*FRAGMENTO DEL DOCUMENTO:*
Mark Rydell debutó en, el cine con una adaptación de D. H. Lawrence, The Fox (1968). Su segundo film se basa en la novela póstuma de William Faulkner The Reivers, editada en 1962, el año de su muerte. Los guionistas fueron Irving Ravetch y Harriet Frank, Jr., ya culpables de «El largo y cálido verano» (The Long Hot Summer, 1958) y, si no me equivoco, de «El ruido y la furia» (The Sound and the Fury, 1959), que dirigió Martin Ritt. Que esta pareja de guionistas se haya especializado en Faulkner me parece un hecho especialmente lamentable, ya que todas sus adaptaciones revelan un desconocimiento bastante profundo del gran novelista americano, y suelen consistir en una simplificación empobrecedora del mundo de sus novelas y de sus personajes, respetando en cambio, en líneas generales, la peripecia narrativa —que, precisamente, en Faulkner suele ser poco importante en sí, y terriblemente torturada por el encadenamiento de sentimientos y sensaciones que forman el centro de la novela—, y potenciando los elementos más pintorescos y espectaculares. Si a esto sumamos que el productor de The Reivers es el mismo Ravetch, y que ha procedido a una idealización convencional de los personajes y a la elección desafortunada de Mark Rydell como director, estaremos ante la evidencia de que lo interesante de The Reivers no es la película en sí, sino lo que a través de ella, y a pesar de todo, trasluce de la excelente novela de Faulkner.
Por lo pronto, me niego a utilizar el desafortunado e inexacto título dado en España a la película, ya que si, por un lado, reivers equivale a ladrones, también significa raiders, es decir, incursores, que es el sentido predominante en la novela, centrada, como tantas de Faulkner, en el itinerario (As I Lay Dying, 1930; Light in August,1932; The Unvanquished, 1938; The Wild Palms,1939, y, en menor medida, Soldier’s Pay, 1926, y Mosquitoes, 1927). A este primer armazón, conservado en forma esquematizada en la película, se une otra de las características esenciales de Faulkner: la convivencia de varios puntos de vista, que recrean en diferentes niveles la complejidad de la existencia mediante una alternancia de apariencia caótica, pero de eficacia sorprendente. Es también frecuente la inclusión de un espíritu inocente entre los espectadores-actores del drama: bien sea un deficiente mental (el Benjy de The Sound and the Fury, el soldado Mahon de Soldier’s Pay), bien un niño (varios en The Sound and the Fury, DarI en As I Lay Dying, Bayard Sartoris y Ringo en The Unvanquished, «Chick» Mallison en Intruder in the Dust), bien un inocente (Lena Grove en Light in August); en The Reivers el personaje central es Lucius Priest, un chico de once años, pero en la película se ha aumentado la importancia de Boon Hogganbeck (Steve McQueen), introduciendo una cierta dispersión en el enfoque de las correrías del creciente grupo «incursor», que diluye su significado.

*DATOS DE ORIGEN:*
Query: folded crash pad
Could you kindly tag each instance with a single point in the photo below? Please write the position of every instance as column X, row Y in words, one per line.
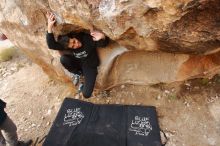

*TAREAS POR HACER:*
a: Según el texto sobre The Reivers, ¿por qué se rechaza el título que recibió la película en España? Responde en una a tres oraciones.
b: En el texto sobre The Reivers, ¿cuántos años tiene Lucius Priest, el personaje central de la novela?
c: Prosigue el texto sobre The Reivers a partir de su última oración.

*LISTA DE RESPUESTAS:*
a: Se rechaza porque, aunque reivers equivale a «ladrones», también significa raiders, es decir, «incursores». Ese es el sentido predominante en la novela, centrada en el itinerario.

b: Tiene once años.

c:
La novela de Faulkner tiene un subtítulo revelador: A Reminiscence, una reminiscencia, una evocación, un relato de recuerdos. Este matiz, que impregna de melancolía la novela, y que le confiere una serenidad y una armonía poco corriente en Faulkner, de ordinario más salvaje y de sabor más fuerte, ha intentado ser conservada por el director y los guionistas mediante una voz en off retrospectiva, justificada (toda la novela es un relato de Lucius a su nieto) pero insuficiente. La nostalgia, el sabor añejo, la pátina que recubre el relato de Faulkner y que da a la novela parte de su potencia emocional y de su sabiduría contemplativa se han perdido en gran parte, y sólo la muy precisa ambientación puede, de vez en cuando, restituirla.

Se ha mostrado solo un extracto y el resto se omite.